## [Exercise requirements]
Only the pictures stay out; please return all the entries below exactly as written.

(Dataset entries)
"""
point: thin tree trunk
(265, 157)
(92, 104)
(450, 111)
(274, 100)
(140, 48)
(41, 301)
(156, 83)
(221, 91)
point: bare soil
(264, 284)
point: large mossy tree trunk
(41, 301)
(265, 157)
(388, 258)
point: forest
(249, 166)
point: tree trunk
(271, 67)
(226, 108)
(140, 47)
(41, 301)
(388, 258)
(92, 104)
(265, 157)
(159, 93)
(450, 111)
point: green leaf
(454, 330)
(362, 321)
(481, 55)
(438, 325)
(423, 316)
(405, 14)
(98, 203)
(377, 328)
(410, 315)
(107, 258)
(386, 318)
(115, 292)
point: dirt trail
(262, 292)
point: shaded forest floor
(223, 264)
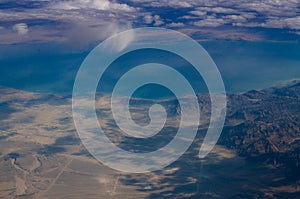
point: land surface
(257, 155)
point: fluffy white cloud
(21, 28)
(92, 4)
(148, 19)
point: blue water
(51, 68)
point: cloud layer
(94, 20)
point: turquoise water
(51, 68)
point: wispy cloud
(85, 21)
(21, 28)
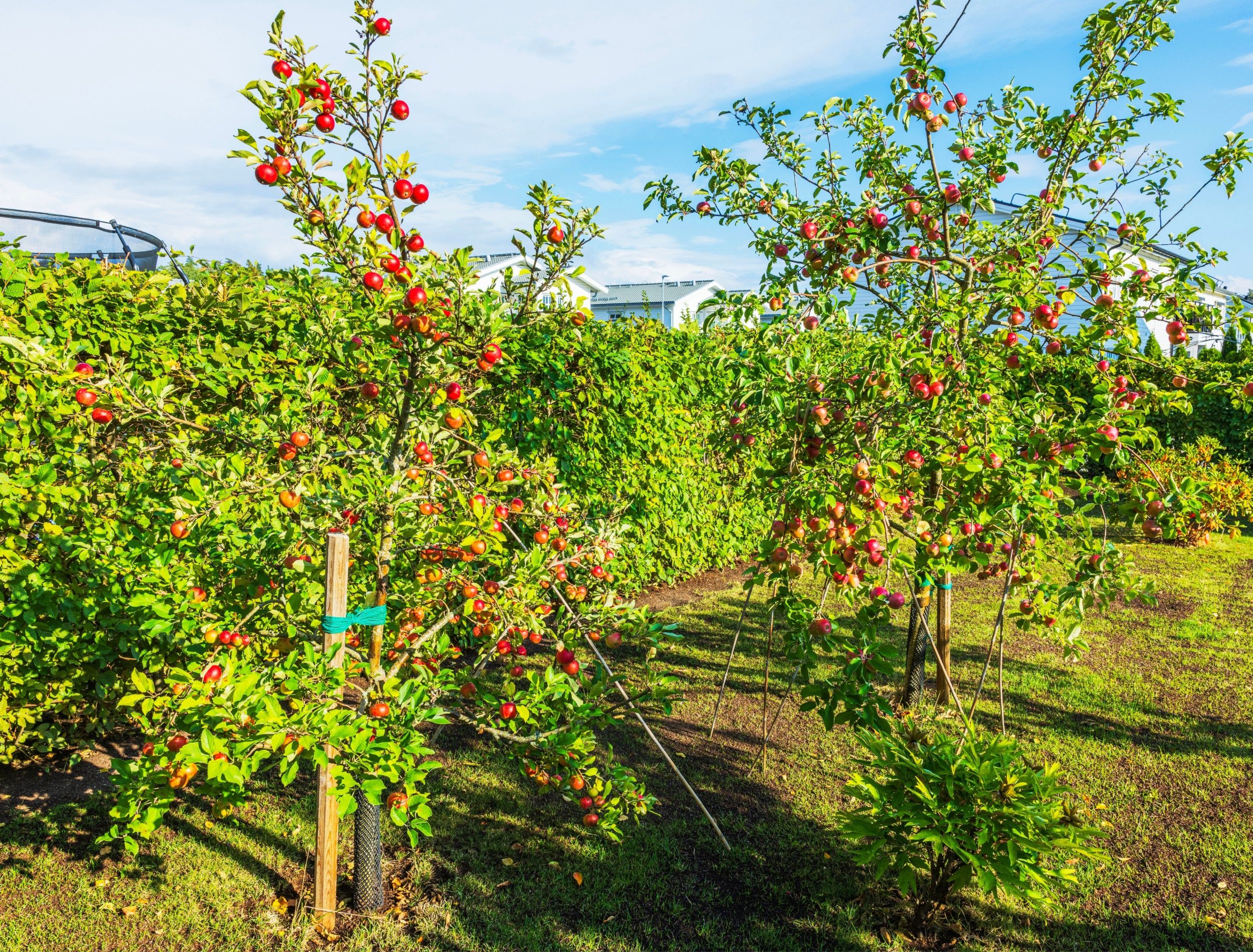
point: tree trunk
(916, 653)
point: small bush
(940, 815)
(1189, 493)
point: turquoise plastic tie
(374, 615)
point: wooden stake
(327, 862)
(944, 633)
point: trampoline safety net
(46, 234)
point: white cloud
(696, 116)
(636, 183)
(643, 250)
(502, 91)
(751, 149)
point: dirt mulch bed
(668, 597)
(47, 783)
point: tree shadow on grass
(786, 883)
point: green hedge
(636, 416)
(1213, 414)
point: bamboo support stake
(944, 633)
(327, 861)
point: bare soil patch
(47, 783)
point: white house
(671, 302)
(492, 267)
(1154, 261)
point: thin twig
(766, 688)
(731, 657)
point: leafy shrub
(636, 417)
(1187, 494)
(939, 815)
(632, 414)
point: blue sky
(128, 111)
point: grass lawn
(1156, 725)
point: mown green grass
(1156, 726)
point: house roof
(1078, 224)
(490, 265)
(630, 295)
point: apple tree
(938, 439)
(490, 592)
"""
## [Output below]
point: thin tree trunk
(265, 157)
(92, 104)
(450, 111)
(274, 100)
(140, 48)
(41, 301)
(156, 83)
(221, 91)
point: bare soil
(264, 284)
point: large mossy tree trunk
(41, 301)
(265, 157)
(388, 258)
point: forest
(249, 166)
point: tree trunk
(271, 67)
(226, 108)
(140, 47)
(41, 301)
(388, 258)
(92, 104)
(265, 157)
(159, 93)
(450, 111)
point: green leaf
(454, 330)
(362, 321)
(481, 55)
(438, 325)
(423, 316)
(405, 14)
(98, 203)
(377, 328)
(410, 315)
(107, 258)
(386, 318)
(115, 292)
point: dirt trail
(262, 292)
point: shaded forest floor
(223, 264)
point: land surface
(257, 155)
point: fluffy white cloud
(21, 28)
(92, 4)
(148, 19)
point: blue water
(51, 68)
point: cloud layer
(94, 20)
point: turquoise water
(51, 68)
point: wispy cloud
(85, 21)
(21, 28)
point: tree trunk
(916, 653)
point: small bush
(940, 815)
(1189, 493)
point: turquoise plastic tie
(374, 615)
point: wooden stake
(327, 862)
(944, 633)
point: trampoline safety net
(46, 234)
point: white cloud
(696, 116)
(636, 183)
(643, 250)
(502, 91)
(751, 149)
point: dirt mulch bed
(668, 597)
(47, 783)
point: tree shadow on grass
(786, 883)
point: green hedge
(636, 416)
(1213, 414)
point: bamboo support stake
(944, 633)
(327, 861)
point: bare soil patch
(47, 783)
point: white house
(671, 302)
(492, 267)
(1154, 261)
point: thin twig
(766, 688)
(731, 657)
point: leafy shrub
(636, 417)
(1187, 494)
(939, 815)
(632, 414)
point: blue sky
(128, 111)
point: grass lawn
(1156, 725)
point: mown green grass
(1156, 726)
point: house roof
(1078, 224)
(490, 265)
(630, 295)
point: apple tree
(938, 439)
(490, 592)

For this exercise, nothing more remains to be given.